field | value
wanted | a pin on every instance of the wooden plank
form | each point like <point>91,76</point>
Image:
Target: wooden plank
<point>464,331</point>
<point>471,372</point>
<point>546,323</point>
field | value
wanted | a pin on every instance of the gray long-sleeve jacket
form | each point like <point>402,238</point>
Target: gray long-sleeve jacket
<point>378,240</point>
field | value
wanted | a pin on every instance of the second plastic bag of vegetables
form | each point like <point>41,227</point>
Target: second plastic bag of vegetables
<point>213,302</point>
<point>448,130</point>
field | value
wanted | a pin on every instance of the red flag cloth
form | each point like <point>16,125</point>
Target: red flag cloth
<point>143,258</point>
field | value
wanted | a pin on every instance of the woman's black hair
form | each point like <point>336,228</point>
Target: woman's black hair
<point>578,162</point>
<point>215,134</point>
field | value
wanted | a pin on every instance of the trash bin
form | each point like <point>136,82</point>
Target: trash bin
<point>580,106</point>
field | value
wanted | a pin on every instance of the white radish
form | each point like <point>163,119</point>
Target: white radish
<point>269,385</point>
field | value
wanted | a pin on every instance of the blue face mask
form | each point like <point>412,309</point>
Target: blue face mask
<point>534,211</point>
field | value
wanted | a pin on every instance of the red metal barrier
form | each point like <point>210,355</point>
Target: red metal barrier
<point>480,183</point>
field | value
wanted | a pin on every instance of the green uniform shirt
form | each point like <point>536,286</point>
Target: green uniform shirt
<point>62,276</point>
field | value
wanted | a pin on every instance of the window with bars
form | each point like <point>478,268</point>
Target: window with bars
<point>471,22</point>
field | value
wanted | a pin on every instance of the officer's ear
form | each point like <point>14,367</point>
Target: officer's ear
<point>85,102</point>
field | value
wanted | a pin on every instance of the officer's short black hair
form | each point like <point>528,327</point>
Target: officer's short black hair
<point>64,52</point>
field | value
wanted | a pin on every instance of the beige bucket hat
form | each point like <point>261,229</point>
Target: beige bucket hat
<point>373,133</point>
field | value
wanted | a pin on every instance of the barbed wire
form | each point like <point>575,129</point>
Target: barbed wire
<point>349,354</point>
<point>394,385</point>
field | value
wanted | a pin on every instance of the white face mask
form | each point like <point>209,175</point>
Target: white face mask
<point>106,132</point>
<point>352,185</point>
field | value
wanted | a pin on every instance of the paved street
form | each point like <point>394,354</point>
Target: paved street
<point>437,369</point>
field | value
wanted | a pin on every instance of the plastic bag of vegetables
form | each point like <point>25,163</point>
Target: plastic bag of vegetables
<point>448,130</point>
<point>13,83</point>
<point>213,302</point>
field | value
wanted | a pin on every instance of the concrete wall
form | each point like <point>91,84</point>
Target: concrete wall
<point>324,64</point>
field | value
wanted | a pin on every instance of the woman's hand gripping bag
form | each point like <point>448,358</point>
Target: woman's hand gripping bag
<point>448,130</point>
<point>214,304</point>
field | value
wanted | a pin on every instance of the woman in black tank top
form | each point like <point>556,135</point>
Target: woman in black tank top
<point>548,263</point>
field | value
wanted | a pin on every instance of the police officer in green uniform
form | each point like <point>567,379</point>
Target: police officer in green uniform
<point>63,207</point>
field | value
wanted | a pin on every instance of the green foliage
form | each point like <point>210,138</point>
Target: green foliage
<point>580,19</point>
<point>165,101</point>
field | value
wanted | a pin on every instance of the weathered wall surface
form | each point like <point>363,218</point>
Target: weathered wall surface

================================

Extract the complete listing verbatim.

field | value
wanted | a pin on every instance of the wooden plank
form | each point like <point>91,76</point>
Image:
Target: wooden plank
<point>464,331</point>
<point>471,372</point>
<point>546,323</point>
field | value
wanted | a pin on every instance of the gray long-sleeve jacket
form | each point like <point>402,238</point>
Target: gray long-sleeve jacket
<point>378,240</point>
field | value
wanted | a pin on every instance of the second plastic bag of vegetables
form | each point like <point>41,227</point>
Target: second plastic bag of vegetables
<point>213,302</point>
<point>448,130</point>
field | value
wanted | a pin on every instance of the red flag cloth
form | each point like <point>16,125</point>
Target: red flag cloth
<point>143,258</point>
field | value
wanted | a pin on every instance of the woman's black hair
form | each point like <point>336,228</point>
Target: woman's black hair
<point>578,162</point>
<point>215,134</point>
field | value
wanted | a pin on every instance of the trash bin
form | each point like <point>136,82</point>
Target: trash bin
<point>580,106</point>
field | value
wanted | a pin on every instance of the white radish
form | each point like <point>163,119</point>
Target: white radish
<point>269,385</point>
field | value
wanted | a pin on every instance of the blue face mask
form | each point like <point>412,309</point>
Target: blue face mask
<point>534,211</point>
field | value
wanted | a pin on every instance of the red metal barrier
form | each point like <point>210,355</point>
Target: red metal barrier
<point>480,183</point>
field | value
wanted | a pin on every instance of the green uniform shirt
form | each point like <point>536,286</point>
Target: green uniform shirt
<point>62,276</point>
field | value
wanted | a pin on every instance of the window with bars
form | each point like <point>478,268</point>
Target: window with bars
<point>471,22</point>
field | value
wanted | a pin on every instance of the officer's ear
form | each point like <point>14,367</point>
Target: officer's ear
<point>85,102</point>
field | value
wanted | a pin on every instance of the officer's short black hair
form | each point like <point>528,327</point>
Target: officer's short black hair
<point>64,52</point>
field | value
wanted | a pin on every instance of the beige bucket hat
form | each point like <point>261,229</point>
Target: beige bucket hat
<point>373,133</point>
field | value
wanted | a pin on every instance of the barbed wire
form | each point like <point>575,129</point>
Target: barbed wire
<point>349,354</point>
<point>394,385</point>
field | value
wanted | a pin on every instance of the white face mask
form | each point like <point>209,175</point>
Target: white face mask
<point>106,132</point>
<point>352,185</point>
field | value
wanted | a pin on every instance of the paved street
form | each point like <point>394,354</point>
Target: paved street
<point>437,369</point>
field | value
wanted | a pin on every instance of the plastic bag of vegetables
form | each point like <point>25,163</point>
Target: plastic bag of vegetables
<point>448,130</point>
<point>13,83</point>
<point>213,302</point>
field | value
wanted | a pin on every instance of the concrete wall
form | each point like <point>91,84</point>
Target: concrete wall
<point>324,64</point>
field | value
wanted | a pin on every instance of the woman's hand gripping bag
form | each point like <point>448,358</point>
Target: woman's hand gripping bag
<point>448,130</point>
<point>214,304</point>
field | value
wanted | a pin on every instance of the woman in black tank top
form | each point like <point>556,135</point>
Target: woman in black tank top
<point>548,263</point>
field | value
wanted | a pin on every instance of the police officer in green uniform
form | each point like <point>567,379</point>
Target: police officer in green uniform
<point>63,207</point>
field | value
wanted | a pin on every instance of the green foliage
form | each point like <point>210,138</point>
Target: green foliage
<point>580,19</point>
<point>165,101</point>
field | value
wanted | a pin on every instance of the weathered wall surface
form | each point like <point>363,218</point>
Target: weathered wall surface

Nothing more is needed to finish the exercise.